# WORK TO COMPLETE:
For this exercise, output the line containing "Examine the provided image and draw a box around the calm" and every line after it through the end of the records, exactly, and no other line.

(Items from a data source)
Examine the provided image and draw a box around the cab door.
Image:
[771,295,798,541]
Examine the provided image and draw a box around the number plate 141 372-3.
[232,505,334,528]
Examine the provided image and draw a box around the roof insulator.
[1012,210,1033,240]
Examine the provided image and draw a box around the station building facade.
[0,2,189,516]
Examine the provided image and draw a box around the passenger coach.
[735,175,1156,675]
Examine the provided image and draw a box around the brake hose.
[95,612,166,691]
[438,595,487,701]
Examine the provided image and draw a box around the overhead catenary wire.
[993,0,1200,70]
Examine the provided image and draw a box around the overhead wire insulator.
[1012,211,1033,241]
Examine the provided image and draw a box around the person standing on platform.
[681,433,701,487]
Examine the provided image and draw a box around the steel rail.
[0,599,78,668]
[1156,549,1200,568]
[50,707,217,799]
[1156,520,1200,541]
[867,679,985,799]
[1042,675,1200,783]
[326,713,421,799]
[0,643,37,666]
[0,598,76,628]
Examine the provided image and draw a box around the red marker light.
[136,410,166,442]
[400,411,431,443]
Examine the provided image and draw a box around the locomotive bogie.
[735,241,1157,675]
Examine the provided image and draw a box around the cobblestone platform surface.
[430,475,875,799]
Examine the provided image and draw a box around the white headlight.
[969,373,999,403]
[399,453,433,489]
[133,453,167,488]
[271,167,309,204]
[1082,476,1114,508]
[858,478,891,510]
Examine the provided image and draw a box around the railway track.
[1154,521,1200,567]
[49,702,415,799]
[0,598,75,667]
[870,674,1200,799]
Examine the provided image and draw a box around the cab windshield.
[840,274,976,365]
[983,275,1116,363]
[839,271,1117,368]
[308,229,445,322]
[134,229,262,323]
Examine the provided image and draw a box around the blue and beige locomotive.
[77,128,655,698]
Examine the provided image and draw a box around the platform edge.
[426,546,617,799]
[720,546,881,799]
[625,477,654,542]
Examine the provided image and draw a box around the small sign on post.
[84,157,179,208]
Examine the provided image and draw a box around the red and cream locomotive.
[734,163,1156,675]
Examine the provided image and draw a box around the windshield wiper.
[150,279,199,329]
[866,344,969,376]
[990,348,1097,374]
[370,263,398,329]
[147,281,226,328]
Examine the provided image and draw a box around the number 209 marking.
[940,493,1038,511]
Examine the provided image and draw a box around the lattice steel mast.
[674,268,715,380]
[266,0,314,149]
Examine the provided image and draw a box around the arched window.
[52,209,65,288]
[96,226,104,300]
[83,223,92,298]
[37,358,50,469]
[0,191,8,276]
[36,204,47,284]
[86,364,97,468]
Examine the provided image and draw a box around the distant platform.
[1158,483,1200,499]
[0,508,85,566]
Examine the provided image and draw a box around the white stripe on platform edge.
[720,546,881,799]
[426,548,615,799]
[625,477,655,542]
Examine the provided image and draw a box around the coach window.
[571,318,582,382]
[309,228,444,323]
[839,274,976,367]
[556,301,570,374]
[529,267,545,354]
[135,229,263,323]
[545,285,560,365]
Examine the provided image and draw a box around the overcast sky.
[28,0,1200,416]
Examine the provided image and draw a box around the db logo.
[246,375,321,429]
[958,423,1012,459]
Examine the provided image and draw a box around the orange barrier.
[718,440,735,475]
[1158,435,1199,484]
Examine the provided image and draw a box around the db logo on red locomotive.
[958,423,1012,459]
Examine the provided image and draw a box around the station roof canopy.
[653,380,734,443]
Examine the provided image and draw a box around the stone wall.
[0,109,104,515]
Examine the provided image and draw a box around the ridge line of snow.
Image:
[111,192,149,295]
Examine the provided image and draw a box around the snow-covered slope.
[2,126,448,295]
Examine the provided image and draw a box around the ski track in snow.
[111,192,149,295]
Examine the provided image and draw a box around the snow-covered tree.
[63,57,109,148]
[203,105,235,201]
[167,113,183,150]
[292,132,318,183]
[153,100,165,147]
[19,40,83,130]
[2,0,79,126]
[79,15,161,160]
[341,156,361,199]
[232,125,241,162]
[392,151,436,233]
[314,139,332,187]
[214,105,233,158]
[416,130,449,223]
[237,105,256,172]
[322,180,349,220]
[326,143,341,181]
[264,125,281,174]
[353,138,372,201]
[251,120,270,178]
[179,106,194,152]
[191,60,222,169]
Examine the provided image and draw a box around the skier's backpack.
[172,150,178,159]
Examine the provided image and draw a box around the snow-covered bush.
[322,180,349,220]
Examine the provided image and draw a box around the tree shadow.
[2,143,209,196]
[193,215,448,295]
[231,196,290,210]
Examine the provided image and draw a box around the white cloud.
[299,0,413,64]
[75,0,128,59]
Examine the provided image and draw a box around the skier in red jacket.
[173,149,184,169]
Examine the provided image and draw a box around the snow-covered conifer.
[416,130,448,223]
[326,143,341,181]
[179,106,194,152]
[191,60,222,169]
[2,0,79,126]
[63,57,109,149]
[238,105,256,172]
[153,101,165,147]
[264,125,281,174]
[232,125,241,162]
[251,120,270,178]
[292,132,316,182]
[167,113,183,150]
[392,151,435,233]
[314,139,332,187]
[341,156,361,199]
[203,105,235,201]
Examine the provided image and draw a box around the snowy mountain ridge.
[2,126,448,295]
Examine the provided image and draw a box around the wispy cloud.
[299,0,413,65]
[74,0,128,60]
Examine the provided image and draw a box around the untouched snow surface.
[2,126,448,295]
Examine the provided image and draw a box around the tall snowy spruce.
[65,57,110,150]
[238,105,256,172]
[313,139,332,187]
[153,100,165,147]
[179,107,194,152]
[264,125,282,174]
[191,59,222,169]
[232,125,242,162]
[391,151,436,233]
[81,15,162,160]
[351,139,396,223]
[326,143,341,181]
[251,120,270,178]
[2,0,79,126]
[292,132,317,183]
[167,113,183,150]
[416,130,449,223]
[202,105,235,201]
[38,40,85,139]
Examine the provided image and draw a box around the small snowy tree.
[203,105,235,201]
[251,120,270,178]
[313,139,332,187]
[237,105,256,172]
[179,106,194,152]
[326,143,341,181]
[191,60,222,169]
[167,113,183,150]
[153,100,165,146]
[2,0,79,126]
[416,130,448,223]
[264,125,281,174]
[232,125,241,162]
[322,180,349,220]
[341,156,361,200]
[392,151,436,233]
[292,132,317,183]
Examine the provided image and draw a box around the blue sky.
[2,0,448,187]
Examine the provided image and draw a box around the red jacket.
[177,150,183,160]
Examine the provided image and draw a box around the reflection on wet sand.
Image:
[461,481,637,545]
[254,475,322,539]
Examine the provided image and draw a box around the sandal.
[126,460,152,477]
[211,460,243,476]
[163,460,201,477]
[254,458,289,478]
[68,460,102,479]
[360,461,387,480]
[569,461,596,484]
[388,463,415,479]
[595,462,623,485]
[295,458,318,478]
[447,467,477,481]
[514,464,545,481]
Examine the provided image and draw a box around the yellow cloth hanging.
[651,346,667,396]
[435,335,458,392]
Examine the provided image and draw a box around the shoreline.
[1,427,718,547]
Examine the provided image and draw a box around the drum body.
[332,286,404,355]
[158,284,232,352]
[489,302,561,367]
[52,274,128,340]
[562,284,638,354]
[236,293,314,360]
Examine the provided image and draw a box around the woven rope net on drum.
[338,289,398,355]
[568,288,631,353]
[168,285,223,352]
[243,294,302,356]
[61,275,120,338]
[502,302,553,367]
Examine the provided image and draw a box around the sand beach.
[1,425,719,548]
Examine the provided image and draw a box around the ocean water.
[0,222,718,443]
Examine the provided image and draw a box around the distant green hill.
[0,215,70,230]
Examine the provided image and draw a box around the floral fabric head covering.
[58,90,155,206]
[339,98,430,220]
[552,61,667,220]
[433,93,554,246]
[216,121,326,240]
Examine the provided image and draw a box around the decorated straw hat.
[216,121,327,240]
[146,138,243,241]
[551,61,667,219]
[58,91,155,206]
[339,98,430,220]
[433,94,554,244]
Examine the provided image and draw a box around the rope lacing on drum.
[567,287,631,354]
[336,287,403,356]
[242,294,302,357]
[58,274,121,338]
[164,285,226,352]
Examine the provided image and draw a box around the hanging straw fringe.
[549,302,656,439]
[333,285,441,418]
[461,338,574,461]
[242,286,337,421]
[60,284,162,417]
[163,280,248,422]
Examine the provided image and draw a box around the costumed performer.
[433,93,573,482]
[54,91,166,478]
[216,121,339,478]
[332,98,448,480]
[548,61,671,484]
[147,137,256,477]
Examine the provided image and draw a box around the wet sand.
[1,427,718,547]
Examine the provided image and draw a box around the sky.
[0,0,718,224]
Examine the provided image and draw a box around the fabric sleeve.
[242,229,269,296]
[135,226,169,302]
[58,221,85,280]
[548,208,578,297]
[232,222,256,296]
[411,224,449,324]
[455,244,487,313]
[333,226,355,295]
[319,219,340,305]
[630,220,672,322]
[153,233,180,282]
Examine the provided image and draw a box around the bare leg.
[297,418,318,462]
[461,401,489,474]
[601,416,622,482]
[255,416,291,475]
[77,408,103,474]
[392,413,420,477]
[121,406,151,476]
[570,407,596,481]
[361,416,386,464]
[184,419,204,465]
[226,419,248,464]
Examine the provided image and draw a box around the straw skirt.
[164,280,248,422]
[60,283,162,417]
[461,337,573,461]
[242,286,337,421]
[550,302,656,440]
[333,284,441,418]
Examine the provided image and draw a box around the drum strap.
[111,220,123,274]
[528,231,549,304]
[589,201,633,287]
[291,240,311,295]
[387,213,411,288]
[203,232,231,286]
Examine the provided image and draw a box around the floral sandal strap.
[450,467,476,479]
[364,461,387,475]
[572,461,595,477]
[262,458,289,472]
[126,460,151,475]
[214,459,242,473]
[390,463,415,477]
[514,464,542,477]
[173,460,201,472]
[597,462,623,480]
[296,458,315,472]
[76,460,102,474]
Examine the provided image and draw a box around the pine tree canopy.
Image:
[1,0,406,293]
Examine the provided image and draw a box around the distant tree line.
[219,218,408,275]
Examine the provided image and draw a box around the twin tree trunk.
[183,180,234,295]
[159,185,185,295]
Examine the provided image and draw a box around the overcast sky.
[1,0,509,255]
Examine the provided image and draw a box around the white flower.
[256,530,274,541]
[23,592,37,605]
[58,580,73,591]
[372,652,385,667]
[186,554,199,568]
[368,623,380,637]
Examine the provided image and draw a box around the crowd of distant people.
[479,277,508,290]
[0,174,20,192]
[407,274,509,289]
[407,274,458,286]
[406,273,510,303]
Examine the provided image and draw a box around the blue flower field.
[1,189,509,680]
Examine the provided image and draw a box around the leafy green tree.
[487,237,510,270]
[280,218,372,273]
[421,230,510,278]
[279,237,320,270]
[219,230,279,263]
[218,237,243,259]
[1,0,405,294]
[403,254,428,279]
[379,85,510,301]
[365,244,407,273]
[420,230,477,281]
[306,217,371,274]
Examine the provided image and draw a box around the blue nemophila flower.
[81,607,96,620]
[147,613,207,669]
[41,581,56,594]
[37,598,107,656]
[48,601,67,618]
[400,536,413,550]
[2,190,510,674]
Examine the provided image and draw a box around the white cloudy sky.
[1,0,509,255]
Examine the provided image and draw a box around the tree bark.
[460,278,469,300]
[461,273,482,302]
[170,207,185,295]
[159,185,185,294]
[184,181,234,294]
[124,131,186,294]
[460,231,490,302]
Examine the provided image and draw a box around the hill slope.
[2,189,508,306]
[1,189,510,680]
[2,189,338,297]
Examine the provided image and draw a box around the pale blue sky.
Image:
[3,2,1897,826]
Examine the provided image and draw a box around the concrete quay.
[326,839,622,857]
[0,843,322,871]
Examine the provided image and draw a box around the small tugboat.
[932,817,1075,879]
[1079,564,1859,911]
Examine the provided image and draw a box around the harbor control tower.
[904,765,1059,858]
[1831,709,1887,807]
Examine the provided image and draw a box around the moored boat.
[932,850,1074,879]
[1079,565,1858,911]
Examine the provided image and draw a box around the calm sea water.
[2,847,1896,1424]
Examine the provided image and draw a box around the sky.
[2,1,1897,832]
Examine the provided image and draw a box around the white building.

# YOUR SOLUTION:
Examine the provided image and draw a box around the calm sea water.
[2,847,1896,1424]
Examine the provided image and draw a box around the sky.
[2,1,1897,832]
Examine the provided image and draw a box around the white building.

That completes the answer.